§ YOUR GOAL
Search term "long": copy each line of the records that contains it.

§ DATA SECTION
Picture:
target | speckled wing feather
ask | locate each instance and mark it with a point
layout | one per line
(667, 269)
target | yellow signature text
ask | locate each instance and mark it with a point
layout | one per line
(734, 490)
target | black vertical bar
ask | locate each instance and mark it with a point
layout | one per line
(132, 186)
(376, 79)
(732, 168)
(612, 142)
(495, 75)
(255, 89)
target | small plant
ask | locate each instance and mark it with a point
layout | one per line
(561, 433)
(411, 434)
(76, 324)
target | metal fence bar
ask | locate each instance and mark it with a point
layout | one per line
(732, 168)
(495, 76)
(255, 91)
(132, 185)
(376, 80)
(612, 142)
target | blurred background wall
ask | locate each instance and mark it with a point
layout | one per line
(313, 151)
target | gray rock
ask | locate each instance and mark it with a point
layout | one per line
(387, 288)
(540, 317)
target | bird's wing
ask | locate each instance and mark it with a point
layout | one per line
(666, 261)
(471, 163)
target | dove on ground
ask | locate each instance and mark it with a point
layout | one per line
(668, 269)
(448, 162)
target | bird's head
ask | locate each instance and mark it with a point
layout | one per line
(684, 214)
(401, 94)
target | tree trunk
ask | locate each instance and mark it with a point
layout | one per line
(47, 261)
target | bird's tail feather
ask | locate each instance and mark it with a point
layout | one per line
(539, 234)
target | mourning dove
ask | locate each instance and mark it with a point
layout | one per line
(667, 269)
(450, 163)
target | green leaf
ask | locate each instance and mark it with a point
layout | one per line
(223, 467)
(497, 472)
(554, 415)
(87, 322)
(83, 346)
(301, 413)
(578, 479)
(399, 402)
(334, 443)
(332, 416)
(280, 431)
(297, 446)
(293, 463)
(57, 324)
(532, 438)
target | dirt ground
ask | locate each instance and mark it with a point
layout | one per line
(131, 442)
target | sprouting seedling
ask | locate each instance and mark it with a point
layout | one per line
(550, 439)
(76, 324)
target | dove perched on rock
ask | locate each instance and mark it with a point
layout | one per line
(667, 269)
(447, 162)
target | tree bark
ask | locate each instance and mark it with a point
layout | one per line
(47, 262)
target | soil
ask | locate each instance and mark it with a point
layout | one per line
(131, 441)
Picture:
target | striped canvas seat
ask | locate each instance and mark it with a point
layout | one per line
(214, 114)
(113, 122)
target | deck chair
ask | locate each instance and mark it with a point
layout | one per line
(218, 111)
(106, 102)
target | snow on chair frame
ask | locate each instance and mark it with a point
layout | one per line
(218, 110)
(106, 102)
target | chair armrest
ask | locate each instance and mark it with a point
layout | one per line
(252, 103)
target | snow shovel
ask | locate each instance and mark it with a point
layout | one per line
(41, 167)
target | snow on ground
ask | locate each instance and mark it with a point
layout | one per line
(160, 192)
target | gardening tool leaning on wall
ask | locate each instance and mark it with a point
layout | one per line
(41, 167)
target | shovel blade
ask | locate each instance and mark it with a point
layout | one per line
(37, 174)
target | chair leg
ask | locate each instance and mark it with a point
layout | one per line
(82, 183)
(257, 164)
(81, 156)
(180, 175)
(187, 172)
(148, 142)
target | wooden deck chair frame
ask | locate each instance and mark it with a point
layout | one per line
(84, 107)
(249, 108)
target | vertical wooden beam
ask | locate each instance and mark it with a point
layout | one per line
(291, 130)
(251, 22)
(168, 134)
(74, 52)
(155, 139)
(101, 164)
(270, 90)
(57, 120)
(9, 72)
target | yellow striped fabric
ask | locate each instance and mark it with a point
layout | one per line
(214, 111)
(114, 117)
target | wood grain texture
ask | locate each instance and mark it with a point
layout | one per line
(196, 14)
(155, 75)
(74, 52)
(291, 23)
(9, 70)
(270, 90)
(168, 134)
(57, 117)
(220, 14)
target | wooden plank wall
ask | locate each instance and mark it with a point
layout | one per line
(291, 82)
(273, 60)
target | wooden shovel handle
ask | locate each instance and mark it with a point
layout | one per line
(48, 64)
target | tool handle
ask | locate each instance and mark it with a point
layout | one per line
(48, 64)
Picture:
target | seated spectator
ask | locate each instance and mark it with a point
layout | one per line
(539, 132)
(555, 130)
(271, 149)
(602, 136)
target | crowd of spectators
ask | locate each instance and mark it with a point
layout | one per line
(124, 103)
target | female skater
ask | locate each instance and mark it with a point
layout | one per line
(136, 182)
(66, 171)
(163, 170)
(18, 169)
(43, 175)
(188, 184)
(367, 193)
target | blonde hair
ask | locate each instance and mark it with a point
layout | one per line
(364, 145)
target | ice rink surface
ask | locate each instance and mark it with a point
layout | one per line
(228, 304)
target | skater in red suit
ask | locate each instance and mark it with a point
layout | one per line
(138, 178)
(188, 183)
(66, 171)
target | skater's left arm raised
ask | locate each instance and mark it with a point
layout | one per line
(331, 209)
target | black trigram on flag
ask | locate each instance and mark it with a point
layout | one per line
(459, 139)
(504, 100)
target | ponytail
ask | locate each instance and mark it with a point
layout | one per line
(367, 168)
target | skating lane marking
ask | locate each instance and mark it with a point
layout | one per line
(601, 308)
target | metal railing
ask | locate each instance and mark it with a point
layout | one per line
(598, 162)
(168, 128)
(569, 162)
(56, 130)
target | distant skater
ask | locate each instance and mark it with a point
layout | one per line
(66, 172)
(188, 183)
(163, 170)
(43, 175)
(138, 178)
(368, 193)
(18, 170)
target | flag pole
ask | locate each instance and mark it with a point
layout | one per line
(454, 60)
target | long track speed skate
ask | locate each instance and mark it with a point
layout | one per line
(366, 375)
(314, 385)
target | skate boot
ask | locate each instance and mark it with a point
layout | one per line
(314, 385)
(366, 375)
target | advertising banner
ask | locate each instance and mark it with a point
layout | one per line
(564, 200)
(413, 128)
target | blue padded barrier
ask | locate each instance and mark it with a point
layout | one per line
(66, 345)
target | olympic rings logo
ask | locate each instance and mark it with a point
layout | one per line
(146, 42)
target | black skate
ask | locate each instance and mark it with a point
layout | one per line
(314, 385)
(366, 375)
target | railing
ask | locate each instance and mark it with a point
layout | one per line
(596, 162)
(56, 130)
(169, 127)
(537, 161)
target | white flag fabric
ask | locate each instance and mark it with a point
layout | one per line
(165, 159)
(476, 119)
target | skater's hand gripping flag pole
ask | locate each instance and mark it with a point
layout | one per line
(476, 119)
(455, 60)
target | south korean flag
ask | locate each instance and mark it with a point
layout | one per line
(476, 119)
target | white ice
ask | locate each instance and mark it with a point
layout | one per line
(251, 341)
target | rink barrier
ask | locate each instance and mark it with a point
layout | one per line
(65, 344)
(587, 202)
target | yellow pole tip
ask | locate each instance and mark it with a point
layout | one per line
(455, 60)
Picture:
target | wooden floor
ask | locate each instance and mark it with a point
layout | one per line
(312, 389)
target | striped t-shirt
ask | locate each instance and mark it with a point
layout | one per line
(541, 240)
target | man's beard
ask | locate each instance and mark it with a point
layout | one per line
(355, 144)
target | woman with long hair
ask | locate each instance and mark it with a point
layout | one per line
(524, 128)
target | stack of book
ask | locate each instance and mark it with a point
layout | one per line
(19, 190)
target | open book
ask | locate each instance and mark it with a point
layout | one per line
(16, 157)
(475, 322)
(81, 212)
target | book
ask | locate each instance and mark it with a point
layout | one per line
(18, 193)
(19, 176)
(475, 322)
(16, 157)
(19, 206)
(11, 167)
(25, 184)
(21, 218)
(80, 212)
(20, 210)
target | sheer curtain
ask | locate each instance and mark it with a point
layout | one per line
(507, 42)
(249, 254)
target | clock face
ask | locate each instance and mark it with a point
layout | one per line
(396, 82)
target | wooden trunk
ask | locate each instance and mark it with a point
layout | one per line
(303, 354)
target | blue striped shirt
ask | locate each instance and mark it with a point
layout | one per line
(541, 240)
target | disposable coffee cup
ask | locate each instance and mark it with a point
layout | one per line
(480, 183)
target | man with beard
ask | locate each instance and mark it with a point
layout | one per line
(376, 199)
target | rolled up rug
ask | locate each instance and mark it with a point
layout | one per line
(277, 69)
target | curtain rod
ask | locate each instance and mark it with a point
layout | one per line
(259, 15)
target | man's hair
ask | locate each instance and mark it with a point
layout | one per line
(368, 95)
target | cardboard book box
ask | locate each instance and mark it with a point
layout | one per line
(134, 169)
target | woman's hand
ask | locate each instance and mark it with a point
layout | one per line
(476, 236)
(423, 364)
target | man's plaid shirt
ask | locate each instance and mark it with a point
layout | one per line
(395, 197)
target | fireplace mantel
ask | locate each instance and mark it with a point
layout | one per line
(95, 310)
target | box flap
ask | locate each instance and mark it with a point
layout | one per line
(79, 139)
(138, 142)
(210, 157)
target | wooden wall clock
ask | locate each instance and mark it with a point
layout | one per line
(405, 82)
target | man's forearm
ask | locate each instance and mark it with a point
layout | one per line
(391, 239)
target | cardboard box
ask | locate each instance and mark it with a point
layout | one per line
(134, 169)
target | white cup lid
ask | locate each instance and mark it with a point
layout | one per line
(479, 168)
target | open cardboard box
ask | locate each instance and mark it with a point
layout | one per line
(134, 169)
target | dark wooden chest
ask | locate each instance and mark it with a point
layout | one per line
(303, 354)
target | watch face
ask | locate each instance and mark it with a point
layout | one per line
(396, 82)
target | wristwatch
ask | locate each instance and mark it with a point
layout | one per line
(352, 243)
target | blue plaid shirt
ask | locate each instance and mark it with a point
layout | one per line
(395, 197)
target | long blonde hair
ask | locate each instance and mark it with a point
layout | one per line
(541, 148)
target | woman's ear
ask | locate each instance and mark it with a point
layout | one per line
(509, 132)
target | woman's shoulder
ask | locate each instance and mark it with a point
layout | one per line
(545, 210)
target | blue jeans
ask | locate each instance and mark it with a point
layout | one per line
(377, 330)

§ TASK ANSWER
target | long track speed skate
target | woman with long hair
target | long blonde hair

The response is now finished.